- _EXERCISE MATERIAL_:
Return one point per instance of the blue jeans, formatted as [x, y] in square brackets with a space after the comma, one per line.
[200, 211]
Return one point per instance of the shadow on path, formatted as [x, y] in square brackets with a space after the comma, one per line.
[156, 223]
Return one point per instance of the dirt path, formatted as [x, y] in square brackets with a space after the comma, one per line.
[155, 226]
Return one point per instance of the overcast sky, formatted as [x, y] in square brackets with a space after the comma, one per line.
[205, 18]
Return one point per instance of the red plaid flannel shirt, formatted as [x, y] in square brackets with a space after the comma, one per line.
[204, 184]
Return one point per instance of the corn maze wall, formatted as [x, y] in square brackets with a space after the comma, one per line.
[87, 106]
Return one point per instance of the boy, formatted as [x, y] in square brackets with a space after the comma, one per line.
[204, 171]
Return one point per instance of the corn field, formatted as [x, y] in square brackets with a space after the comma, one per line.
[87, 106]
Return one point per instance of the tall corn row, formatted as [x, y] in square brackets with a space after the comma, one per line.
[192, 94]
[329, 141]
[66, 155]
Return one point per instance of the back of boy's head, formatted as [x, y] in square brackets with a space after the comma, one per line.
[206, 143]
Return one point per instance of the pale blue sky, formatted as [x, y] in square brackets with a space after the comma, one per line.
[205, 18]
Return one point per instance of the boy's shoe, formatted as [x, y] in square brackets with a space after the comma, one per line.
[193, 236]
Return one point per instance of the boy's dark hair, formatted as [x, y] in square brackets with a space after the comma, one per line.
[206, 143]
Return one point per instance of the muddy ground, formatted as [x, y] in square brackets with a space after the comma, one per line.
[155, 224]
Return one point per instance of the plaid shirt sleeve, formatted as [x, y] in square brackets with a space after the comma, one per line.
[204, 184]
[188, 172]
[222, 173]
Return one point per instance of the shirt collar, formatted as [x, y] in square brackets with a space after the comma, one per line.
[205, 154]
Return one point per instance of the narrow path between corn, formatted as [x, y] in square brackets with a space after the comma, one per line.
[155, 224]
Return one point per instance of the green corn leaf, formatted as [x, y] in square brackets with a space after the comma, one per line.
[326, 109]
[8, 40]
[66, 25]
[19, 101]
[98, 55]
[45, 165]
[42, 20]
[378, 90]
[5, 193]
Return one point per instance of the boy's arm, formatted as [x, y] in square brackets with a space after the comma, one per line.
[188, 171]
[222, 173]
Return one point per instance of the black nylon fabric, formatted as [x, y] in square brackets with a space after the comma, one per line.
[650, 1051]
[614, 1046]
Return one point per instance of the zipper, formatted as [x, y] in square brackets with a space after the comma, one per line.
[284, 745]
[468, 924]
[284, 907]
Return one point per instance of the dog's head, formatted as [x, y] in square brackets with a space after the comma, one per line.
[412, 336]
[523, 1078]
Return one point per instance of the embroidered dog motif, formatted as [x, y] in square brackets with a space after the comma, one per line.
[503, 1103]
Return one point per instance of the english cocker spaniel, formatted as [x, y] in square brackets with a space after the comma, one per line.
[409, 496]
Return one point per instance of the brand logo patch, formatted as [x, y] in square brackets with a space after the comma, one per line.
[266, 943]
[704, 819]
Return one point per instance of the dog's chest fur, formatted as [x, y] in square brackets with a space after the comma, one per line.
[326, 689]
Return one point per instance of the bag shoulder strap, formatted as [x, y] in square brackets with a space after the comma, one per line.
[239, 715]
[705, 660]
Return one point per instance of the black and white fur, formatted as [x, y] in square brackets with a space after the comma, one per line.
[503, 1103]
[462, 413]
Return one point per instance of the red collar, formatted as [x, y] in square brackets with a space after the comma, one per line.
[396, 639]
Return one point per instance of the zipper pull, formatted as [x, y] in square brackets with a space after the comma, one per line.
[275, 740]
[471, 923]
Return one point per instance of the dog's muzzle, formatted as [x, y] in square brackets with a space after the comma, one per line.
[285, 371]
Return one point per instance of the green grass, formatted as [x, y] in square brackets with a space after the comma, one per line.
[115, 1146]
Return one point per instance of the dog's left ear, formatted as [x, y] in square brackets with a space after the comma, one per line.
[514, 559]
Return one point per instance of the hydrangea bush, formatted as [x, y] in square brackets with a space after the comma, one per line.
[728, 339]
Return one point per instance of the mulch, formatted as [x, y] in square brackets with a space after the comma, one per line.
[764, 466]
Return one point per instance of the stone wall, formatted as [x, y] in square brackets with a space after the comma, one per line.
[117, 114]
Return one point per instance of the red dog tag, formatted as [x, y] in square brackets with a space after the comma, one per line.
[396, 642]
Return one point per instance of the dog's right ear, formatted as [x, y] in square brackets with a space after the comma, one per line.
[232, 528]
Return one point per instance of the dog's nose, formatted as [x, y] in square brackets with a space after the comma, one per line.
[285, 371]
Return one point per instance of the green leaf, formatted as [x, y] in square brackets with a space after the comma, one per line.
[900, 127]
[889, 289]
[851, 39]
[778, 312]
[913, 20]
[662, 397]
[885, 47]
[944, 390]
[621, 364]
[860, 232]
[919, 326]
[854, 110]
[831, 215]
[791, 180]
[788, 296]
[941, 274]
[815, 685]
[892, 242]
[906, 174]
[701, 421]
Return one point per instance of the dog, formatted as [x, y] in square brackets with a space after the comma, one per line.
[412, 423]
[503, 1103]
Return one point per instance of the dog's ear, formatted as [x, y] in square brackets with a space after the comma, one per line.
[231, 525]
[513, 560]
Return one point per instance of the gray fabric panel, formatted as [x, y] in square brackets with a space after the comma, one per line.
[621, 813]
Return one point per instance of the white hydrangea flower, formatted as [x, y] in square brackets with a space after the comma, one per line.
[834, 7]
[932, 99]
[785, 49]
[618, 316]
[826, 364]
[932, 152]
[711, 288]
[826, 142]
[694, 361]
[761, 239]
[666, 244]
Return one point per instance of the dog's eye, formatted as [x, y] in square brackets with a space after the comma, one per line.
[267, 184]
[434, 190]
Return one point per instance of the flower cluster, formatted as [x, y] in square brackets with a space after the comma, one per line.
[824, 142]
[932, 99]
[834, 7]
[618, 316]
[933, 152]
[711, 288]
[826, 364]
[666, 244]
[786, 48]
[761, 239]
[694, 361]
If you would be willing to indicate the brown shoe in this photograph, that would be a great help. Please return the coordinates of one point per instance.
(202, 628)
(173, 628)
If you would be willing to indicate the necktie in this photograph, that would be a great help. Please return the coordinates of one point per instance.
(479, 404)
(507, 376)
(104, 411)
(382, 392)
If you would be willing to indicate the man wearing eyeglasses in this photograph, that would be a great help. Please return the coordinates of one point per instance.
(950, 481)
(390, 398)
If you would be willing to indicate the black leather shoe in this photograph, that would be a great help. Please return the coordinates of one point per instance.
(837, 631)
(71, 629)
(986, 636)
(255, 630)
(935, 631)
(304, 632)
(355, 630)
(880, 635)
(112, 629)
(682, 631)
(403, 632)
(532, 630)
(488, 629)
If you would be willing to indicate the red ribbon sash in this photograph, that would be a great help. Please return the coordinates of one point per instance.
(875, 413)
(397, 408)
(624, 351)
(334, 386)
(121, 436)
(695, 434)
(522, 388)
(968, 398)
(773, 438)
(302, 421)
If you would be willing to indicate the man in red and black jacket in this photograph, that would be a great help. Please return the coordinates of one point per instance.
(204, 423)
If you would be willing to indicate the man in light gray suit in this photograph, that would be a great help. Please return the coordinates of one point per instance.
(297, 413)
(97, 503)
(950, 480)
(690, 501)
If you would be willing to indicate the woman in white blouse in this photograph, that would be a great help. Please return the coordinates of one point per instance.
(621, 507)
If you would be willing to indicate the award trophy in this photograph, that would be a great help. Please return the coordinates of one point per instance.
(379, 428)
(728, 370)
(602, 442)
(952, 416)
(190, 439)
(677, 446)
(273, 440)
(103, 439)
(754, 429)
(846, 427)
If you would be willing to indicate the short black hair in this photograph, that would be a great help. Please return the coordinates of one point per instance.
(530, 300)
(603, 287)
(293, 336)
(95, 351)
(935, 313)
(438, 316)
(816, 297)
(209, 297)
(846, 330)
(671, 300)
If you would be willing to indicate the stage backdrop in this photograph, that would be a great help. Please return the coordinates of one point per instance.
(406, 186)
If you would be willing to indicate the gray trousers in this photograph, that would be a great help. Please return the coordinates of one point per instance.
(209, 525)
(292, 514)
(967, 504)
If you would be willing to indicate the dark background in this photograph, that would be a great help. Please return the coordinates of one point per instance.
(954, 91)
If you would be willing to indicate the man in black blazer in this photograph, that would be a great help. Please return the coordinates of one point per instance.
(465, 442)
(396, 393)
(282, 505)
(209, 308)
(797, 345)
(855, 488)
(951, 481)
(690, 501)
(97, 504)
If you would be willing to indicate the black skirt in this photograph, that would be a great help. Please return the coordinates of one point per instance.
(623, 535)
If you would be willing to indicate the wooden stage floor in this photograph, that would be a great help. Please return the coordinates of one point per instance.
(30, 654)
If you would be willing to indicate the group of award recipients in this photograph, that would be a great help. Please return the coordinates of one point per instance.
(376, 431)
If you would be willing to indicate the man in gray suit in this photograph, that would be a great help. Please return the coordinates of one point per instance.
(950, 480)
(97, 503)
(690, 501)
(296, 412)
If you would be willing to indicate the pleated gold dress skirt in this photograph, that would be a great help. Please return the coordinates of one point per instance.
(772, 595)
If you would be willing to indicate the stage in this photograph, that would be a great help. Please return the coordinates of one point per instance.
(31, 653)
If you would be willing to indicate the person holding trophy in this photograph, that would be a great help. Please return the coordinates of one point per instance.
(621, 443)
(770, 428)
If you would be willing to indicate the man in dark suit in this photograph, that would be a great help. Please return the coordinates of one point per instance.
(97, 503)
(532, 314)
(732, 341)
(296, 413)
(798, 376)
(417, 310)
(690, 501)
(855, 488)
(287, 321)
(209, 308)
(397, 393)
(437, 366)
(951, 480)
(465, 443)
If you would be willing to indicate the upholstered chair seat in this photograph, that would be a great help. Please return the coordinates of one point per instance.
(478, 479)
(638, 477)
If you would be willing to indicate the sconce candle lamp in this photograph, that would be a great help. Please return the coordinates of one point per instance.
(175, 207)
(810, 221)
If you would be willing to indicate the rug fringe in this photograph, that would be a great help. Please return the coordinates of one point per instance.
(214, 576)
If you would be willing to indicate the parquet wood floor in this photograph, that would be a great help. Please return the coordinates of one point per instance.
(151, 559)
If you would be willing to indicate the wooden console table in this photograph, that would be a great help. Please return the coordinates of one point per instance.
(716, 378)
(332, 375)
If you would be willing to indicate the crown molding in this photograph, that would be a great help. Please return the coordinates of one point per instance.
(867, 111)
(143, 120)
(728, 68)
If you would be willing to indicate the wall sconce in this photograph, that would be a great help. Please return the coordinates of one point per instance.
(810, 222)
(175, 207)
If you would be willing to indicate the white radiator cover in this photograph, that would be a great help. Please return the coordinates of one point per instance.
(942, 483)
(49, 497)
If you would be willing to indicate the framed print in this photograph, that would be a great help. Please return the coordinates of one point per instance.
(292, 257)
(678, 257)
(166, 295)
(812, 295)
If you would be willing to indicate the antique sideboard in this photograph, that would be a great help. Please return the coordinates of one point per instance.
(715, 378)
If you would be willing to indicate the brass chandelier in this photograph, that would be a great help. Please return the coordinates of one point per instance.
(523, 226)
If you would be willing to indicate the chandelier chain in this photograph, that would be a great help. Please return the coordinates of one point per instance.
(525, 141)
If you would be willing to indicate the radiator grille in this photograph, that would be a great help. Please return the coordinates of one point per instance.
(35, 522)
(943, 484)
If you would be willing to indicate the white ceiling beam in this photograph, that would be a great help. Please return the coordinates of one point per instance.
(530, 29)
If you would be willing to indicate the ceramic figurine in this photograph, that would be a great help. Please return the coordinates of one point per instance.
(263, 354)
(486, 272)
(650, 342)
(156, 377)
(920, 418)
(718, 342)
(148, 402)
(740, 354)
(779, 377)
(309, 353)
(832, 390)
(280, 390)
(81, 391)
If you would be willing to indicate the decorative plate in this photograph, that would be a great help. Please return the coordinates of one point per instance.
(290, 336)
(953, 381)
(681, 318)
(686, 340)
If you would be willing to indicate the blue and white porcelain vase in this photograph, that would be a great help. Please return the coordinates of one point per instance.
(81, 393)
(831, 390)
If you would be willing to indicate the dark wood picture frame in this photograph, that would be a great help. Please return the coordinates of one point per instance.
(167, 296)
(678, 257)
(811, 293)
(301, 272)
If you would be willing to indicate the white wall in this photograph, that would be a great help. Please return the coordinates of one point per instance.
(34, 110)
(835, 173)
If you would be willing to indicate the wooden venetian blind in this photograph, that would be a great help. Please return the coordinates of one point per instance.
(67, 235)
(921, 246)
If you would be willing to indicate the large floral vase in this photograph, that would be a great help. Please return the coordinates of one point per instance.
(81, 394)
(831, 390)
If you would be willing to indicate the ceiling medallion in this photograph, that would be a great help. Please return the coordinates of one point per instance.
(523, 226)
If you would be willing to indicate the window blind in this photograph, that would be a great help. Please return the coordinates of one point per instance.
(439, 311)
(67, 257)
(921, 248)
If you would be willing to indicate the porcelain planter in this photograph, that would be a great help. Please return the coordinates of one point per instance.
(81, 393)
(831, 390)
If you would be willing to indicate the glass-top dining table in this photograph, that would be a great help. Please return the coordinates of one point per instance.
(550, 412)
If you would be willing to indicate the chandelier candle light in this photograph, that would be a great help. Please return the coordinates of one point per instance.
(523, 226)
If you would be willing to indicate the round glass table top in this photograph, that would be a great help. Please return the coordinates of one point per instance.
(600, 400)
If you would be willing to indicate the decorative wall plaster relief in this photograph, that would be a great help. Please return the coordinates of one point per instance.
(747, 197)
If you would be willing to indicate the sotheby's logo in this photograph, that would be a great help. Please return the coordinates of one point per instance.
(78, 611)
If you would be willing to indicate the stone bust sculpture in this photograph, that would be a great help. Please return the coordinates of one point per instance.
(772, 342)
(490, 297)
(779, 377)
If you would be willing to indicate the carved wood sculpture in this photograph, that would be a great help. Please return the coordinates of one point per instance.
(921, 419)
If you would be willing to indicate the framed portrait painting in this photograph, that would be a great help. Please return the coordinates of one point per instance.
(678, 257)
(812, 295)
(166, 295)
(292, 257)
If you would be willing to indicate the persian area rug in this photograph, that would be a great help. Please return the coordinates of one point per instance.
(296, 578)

- _AIM OF THE TASK_: Each line from the one containing "If you would be willing to indicate the framed portrait" to the final line above should be written out exactly; please omit the others.

- _EXPECTED ANSWER_:
If you would be willing to indicate the framed portrait painting in this photograph, that would be a great help. Please return the coordinates of one point per instance.
(678, 257)
(812, 295)
(166, 295)
(292, 257)
If you would be willing to indicate the persian area rug in this photograph, that would be a great help. Please return the coordinates of one point per instance.
(296, 578)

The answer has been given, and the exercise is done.